* [GIVEN TEXT]
Tech advancements turning trusty center pivot into multi-pronged precision agriculture tool
New technology is transforming the center pivot beyond a tried and trusted irrigating tool to one that can measure its own efficiency, as well monitor fields for weed or pest problems.
Some of that new irrigation tech was presented during a pair of virtual sessions during Potato Expo 2021.
Valley Irrigation partnered with data collection and analyzation firm Prospera Technologies to create Valley Insights, a platform that takes imagery collected by on-pivot cameras and sensors and then utilizes artificial intelligence (AI) to provide analysis for growers and agronomists.
Pivots are equipped with up to 10 high-resolution, weather-proof sensors that can capture field conditions as they irrigate, day or night.
“Night vision is a big deal,” said Darren Siekman, Valley’s vice president of water delivery and business management. “In a lot of arid environments, we do have irrigation that goes on at night.”
The AI learning portion of the platform will eventually be able to detect specific weeds or plant conditions and then provide that information in simple form, rather than the user having to go through vast amounts of images or data to reach their conclusion. Building up the AI algorithms is currently ongoing.
“We’re really just scratching the surface,” he said of the platform’s capabilities.
The sensors are GPS-equipped, which allows growers to quickly pinpoint and follow up in troublesome areas. They’re electrically powered through the pivot, but an internet connection is needed to send notifications and updates to the user’s smartphone app. Information, whether all or partial, can be easily shared with others.
Ease of use and cutting down on data analysis were front of mind in development.

* [WHAT YOU SHOULD DO] Write the next few paragraphs of the article on center pivot technology, picking up after its final sentence. The records that follow the article were gathered from a separate source.

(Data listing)

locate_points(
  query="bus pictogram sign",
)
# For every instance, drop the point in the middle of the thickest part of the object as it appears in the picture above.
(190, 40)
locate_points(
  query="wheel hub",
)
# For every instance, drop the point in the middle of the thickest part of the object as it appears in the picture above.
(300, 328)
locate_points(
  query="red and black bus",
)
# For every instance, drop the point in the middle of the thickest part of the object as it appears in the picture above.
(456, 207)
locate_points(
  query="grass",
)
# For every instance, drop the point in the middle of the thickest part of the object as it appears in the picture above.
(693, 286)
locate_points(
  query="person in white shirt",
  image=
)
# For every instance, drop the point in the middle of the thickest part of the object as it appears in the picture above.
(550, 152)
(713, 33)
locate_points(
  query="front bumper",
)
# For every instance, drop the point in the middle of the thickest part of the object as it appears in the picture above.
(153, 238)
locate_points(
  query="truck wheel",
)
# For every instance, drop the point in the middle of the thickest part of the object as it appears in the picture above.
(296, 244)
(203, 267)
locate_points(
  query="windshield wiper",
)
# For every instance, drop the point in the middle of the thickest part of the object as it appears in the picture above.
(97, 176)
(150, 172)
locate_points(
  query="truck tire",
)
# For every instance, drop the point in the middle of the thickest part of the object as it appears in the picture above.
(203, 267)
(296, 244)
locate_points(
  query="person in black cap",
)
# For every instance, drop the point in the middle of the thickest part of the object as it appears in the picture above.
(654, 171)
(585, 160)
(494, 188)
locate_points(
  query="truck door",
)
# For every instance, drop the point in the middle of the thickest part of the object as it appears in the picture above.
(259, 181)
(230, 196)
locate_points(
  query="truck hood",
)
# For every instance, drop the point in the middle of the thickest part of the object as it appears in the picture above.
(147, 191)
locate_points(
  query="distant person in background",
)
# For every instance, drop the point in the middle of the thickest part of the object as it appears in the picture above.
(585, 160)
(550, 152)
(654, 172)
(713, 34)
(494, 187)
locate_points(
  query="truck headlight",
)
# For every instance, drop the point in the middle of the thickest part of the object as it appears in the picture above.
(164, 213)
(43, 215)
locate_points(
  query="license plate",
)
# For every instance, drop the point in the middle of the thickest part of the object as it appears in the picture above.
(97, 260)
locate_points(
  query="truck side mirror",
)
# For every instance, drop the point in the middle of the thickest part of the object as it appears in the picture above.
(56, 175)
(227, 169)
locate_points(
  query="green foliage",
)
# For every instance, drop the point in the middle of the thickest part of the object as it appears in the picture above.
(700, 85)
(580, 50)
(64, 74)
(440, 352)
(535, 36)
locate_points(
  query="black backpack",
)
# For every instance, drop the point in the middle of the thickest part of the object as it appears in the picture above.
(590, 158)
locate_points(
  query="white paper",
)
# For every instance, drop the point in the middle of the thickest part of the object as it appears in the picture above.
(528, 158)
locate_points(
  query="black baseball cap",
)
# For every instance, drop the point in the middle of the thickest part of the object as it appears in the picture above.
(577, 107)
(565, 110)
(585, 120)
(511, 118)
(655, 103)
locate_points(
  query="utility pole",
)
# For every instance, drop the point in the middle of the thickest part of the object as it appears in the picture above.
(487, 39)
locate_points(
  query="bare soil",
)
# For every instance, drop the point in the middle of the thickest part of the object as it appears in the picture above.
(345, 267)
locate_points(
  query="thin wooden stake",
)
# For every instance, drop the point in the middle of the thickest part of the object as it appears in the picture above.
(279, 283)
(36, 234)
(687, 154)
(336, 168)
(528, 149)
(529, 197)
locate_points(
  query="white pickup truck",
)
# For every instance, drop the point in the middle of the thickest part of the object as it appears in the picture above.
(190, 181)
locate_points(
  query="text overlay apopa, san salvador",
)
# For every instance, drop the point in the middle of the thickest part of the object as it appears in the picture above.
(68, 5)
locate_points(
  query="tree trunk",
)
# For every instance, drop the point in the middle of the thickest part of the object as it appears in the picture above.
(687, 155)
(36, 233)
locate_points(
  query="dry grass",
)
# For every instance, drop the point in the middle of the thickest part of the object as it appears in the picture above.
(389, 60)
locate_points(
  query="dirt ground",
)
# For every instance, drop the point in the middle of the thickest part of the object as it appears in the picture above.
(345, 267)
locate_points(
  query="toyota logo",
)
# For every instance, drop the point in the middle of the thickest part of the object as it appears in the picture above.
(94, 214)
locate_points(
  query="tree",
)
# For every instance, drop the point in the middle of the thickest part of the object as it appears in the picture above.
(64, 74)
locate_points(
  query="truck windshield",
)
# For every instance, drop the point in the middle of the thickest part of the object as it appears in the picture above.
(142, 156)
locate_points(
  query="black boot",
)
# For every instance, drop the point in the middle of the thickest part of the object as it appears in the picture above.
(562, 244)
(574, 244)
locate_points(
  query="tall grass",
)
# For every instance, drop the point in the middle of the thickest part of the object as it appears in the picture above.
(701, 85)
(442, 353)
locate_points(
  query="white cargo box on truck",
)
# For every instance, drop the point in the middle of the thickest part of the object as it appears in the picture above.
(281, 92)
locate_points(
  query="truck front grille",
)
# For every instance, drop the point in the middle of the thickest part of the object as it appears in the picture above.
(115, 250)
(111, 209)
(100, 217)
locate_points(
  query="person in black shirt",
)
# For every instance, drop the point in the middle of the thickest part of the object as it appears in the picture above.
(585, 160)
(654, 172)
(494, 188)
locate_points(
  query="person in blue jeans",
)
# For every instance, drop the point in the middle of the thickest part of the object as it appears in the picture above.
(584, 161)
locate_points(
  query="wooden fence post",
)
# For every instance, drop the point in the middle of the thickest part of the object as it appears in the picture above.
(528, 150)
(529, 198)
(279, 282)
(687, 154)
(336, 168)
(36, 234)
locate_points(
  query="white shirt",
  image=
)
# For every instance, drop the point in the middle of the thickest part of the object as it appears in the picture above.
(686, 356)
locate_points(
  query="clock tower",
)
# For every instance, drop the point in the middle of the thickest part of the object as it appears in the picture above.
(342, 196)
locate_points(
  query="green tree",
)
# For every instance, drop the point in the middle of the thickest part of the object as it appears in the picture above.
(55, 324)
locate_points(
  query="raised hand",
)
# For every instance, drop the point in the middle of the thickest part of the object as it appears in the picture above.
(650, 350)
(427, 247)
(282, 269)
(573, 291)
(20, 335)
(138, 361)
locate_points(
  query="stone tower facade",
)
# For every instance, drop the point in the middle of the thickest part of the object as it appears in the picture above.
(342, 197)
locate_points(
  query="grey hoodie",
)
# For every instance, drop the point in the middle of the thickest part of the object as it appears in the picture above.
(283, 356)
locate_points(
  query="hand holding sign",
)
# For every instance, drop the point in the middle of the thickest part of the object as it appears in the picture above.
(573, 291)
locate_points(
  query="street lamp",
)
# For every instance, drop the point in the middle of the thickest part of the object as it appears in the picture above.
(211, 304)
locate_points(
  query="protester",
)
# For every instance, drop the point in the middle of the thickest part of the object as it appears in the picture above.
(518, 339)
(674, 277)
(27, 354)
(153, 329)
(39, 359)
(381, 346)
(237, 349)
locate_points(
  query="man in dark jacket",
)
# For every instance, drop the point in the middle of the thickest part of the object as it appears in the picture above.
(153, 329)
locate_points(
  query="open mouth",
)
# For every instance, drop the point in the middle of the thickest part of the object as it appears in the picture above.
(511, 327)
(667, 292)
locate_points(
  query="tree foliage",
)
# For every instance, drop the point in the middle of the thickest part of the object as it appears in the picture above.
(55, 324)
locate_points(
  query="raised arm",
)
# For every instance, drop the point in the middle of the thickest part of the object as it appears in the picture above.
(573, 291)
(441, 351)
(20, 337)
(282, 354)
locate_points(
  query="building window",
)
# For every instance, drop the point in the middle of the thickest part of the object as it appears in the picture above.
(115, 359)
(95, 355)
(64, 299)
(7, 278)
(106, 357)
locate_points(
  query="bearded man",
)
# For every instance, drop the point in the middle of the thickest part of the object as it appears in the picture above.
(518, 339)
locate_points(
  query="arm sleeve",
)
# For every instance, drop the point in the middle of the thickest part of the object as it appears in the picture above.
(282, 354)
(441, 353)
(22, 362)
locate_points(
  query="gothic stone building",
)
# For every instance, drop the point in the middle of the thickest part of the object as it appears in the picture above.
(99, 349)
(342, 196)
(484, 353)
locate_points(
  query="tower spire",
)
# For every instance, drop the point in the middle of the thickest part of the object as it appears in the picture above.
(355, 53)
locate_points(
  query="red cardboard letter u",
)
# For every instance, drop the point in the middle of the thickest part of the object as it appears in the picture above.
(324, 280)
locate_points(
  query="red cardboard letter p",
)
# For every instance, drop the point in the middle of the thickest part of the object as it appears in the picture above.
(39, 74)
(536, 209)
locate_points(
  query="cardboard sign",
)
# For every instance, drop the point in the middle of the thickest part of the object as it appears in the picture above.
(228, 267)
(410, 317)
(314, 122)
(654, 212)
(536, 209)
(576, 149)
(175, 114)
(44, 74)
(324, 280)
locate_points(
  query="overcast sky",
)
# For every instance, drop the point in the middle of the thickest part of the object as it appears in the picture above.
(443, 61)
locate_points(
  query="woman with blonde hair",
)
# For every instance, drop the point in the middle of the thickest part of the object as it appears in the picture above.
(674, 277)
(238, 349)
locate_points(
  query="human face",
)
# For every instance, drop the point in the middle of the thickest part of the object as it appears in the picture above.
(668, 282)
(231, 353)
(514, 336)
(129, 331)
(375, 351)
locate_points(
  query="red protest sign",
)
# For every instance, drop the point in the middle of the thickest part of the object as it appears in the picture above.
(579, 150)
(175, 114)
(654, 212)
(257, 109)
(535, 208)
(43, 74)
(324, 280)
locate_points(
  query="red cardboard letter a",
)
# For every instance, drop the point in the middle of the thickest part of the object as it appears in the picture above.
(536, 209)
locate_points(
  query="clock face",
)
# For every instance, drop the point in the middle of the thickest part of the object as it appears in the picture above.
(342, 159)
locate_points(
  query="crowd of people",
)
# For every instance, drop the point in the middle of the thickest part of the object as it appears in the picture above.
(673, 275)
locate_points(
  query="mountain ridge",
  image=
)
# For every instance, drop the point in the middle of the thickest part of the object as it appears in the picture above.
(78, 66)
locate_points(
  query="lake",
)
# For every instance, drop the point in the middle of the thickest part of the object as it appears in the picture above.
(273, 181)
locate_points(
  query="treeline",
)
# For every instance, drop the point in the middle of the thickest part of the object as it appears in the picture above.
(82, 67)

* [EXERCISE RESPONSE]
“We can overwhelm ourselves with massive amounts of information and the coolness of (new technology), but at the end of the day, I just want to know what’s going on in my field and what should I do about it,” Siekman said.
Trevor Mecham, Valley’s VP of global technology, grew up scouting potatoes and driving roads. He said what excited him the most is being able to cover ground faster and getting information in a way that will allow growers to act quickly. Being able to pinpoint stressed plants or problem areas faster and more accurately will improve yields and cut down on input costs.
“To be able to cover more ground and get to a predictive state rather than a reactive state is going to be crucial in the coming years as we have to produce more produce with less,” Mecham said.
In November, Lindsay Corp. announced the Smart Pivot, which combines the FieldNet agronomic imagery system, the Zimmatic machine health system and the Taranis precision scouting system.
Wade Sikkink, Lindsay’s director of product management, used the evolution of the telephone to the smartphone as a comparison of what the Smart Pivot can do versus a traditional center pivot.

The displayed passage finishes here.